## start DOCUMENT EXCERPT

Showing posts with label debt. Show all posts
Showing posts with label debt. Show all posts

Australian Wine Society Million of Dollars in Debt

HEALTH
It seems just about everybody is investing in vineyards. The wine industry has drawn in big investors and hobbyists. Unfortunately, people do not think before they jump in. They are seeking to fulfill a dream: there is a certain amount of glamour involved in saying I am a wine maker, a vintner.
Wine society drinking
Too much drinking not enough thinking
There is a world glut of wine, particularly the cheap ones. Nations have pushed to establish new vineyards. It has the aura of a local car industry or airline. Newcomers enter the industry all the time without doing any research and little training.

## end DOCUMENT EXCERPT
## start LISTED ENTRIES

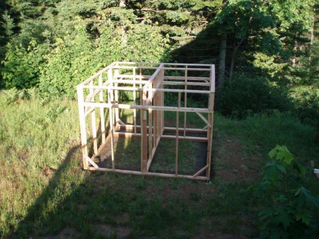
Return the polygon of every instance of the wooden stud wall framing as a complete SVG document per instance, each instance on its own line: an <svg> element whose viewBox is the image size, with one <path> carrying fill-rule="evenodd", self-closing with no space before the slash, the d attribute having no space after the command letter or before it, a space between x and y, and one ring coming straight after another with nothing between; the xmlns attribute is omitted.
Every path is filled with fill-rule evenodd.
<svg viewBox="0 0 319 239"><path fill-rule="evenodd" d="M174 71L175 75L170 75L173 72L172 71ZM150 75L150 72L154 73ZM176 72L180 72L181 76L176 76ZM192 75L190 74L192 72L197 72L197 75L205 76L189 76ZM198 72L201 74L198 74ZM148 74L144 75L144 73ZM94 81L96 78L98 79L97 81ZM125 86L123 85L125 85ZM169 86L169 89L165 88L165 85ZM174 86L178 85L183 89L172 88ZM188 86L201 87L201 89L190 90L187 88ZM215 95L214 65L116 62L82 82L77 86L77 90L84 169L137 175L209 180ZM119 102L121 91L133 92L132 105L123 104ZM175 107L165 106L164 94L167 92L176 95L177 102ZM182 93L183 94L183 100L181 99ZM189 94L206 94L208 99L207 108L187 107L187 96ZM140 98L139 102L138 96ZM96 109L100 109L100 125L98 127L96 125ZM133 124L127 124L121 120L119 109L133 110ZM138 111L140 113L140 125L137 121ZM165 126L164 114L165 111L176 112L175 127ZM181 125L179 125L179 112L184 113L183 122ZM202 128L186 127L187 112L196 113L206 125ZM203 113L207 114L207 119L202 114ZM88 151L86 121L86 117L89 115L91 115L94 152L91 156L89 156ZM109 121L109 130L107 134L106 116L108 117L107 118ZM97 140L98 129L101 130L98 132L101 133L102 137L99 146ZM131 131L128 131L128 130ZM174 132L175 135L165 134L165 132ZM190 136L187 135L187 133L202 134L204 136ZM116 168L114 137L141 137L141 171ZM150 172L161 138L175 139L174 174ZM191 140L206 142L207 143L206 165L193 175L185 175L178 173L179 140ZM101 153L108 143L111 144L112 168L100 167L94 161L95 158ZM204 172L205 176L199 176Z"/></svg>

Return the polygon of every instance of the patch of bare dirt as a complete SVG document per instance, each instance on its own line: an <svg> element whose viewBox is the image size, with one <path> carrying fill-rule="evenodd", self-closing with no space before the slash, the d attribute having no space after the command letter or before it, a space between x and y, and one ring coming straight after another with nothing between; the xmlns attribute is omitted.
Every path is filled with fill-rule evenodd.
<svg viewBox="0 0 319 239"><path fill-rule="evenodd" d="M116 223L119 225L127 225L130 222L130 214L124 213L115 217Z"/></svg>
<svg viewBox="0 0 319 239"><path fill-rule="evenodd" d="M107 238L116 237L118 239L124 239L130 236L131 231L128 227L114 227L108 224L96 224L93 227L98 234Z"/></svg>
<svg viewBox="0 0 319 239"><path fill-rule="evenodd" d="M52 236L46 236L39 238L42 239L74 239L79 238L80 233L74 229L66 227L60 231L58 234Z"/></svg>
<svg viewBox="0 0 319 239"><path fill-rule="evenodd" d="M248 238L243 235L233 235L218 232L203 231L192 236L190 239L248 239Z"/></svg>
<svg viewBox="0 0 319 239"><path fill-rule="evenodd" d="M215 176L228 182L258 178L258 172L253 168L260 159L256 155L244 156L244 149L238 140L223 140L215 146L212 159Z"/></svg>

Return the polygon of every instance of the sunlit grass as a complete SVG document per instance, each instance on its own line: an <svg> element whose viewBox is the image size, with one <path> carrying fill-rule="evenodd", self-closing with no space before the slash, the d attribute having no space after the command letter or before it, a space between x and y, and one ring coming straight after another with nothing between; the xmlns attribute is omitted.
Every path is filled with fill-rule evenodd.
<svg viewBox="0 0 319 239"><path fill-rule="evenodd" d="M90 173L82 169L76 102L31 99L2 104L0 108L2 237L14 232L16 237L47 235L69 227L82 238L94 238L97 234L92 225L117 226L116 217L125 212L130 215L125 225L131 229L132 238L187 238L201 223L212 230L258 236L254 223L245 232L237 220L243 214L248 215L248 221L256 217L258 202L246 190L253 179L227 182L212 178L212 184L206 185L184 179ZM123 112L122 116L131 120L131 114ZM189 125L202 123L194 115L189 114ZM175 113L165 114L165 119L172 123L175 122ZM308 188L318 192L318 183L313 180L309 166L312 160L317 165L319 163L319 148L315 141L317 131L313 126L284 114L235 120L216 113L214 128L213 154L219 157L219 162L222 163L229 150L222 147L224 142L235 138L243 155L262 155L255 169L260 173L269 150L276 144L285 144L307 166ZM87 131L90 135L89 127ZM159 151L151 170L164 169L158 163L160 160L173 169L174 155L171 153L174 152L175 141L161 140L162 150ZM135 149L139 145L134 141L121 143L124 150L116 153L123 154L128 165L132 157L138 158L140 152ZM193 166L189 159L193 158L191 153L196 147L188 141L180 142L180 163L185 163L184 167L180 168L182 172ZM183 163L183 160L186 161ZM213 158L213 170L215 163ZM210 224L213 223L214 226Z"/></svg>

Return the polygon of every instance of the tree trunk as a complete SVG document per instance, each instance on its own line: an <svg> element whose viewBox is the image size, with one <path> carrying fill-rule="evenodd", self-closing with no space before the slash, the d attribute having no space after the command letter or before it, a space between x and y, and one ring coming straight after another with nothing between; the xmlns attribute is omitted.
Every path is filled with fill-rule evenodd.
<svg viewBox="0 0 319 239"><path fill-rule="evenodd" d="M225 80L225 65L226 61L226 48L227 47L227 34L223 33L220 40L219 50L219 64L218 65L218 87L221 89L224 86Z"/></svg>
<svg viewBox="0 0 319 239"><path fill-rule="evenodd" d="M235 66L235 56L236 56L236 53L237 53L238 48L241 45L241 43L243 42L244 40L244 38L242 38L240 39L240 41L238 43L238 44L234 48L234 50L233 50L233 53L231 54L231 60L230 62L230 68L229 69L229 78L231 78L233 77L233 74L234 73L234 66Z"/></svg>

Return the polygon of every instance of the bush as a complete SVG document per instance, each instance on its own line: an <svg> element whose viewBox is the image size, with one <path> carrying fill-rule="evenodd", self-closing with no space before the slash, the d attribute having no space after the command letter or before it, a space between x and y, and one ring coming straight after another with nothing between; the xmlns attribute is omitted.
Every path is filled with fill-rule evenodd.
<svg viewBox="0 0 319 239"><path fill-rule="evenodd" d="M228 116L243 117L251 113L289 109L286 90L265 77L239 76L225 82L222 92L216 96L217 110Z"/></svg>
<svg viewBox="0 0 319 239"><path fill-rule="evenodd" d="M292 89L290 96L298 117L308 123L319 126L319 89L313 86Z"/></svg>
<svg viewBox="0 0 319 239"><path fill-rule="evenodd" d="M261 238L303 238L317 223L319 197L303 187L306 170L287 147L277 145L268 155L256 190L267 204L259 215Z"/></svg>
<svg viewBox="0 0 319 239"><path fill-rule="evenodd" d="M21 45L13 47L8 44L8 50L2 62L1 71L6 89L29 88L39 82L40 67L44 62L45 49L31 41L26 49Z"/></svg>

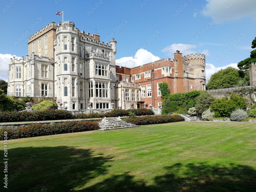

## end LISTED ENTRIES

_SET PROBLEM 1_
Reproduce a passage of the wine industry post word for word, starting at "Australian Wine Society" and ending at "maker, a vintner.".
_SET PROBLEM 2_
Condense the paragraph of the wine industry post that begins "There is a world glut of wine" into a shorter version that keeps its main points.
Work only from the wine industry post, not from the listing.

_CORRECT RESPONSE 1_
Australian Wine Society Million of Dollars in Debt

HEALTH
It seems just about everybody is investing in vineyards. The wine industry has drawn in big investors and hobbyists. Unfortunately, people do not think before they jump in. They are seeking to fulfill a dream: there is a certain amount of glamour involved in saying I am a wine maker, a vintner.

_CORRECT RESPONSE 2_
The world has too much wine, especially cheap wine. Nations have pushed to set up new vineyards, which carry the appeal of a local car industry or airline. Newcomers keep entering the industry with no research and little training.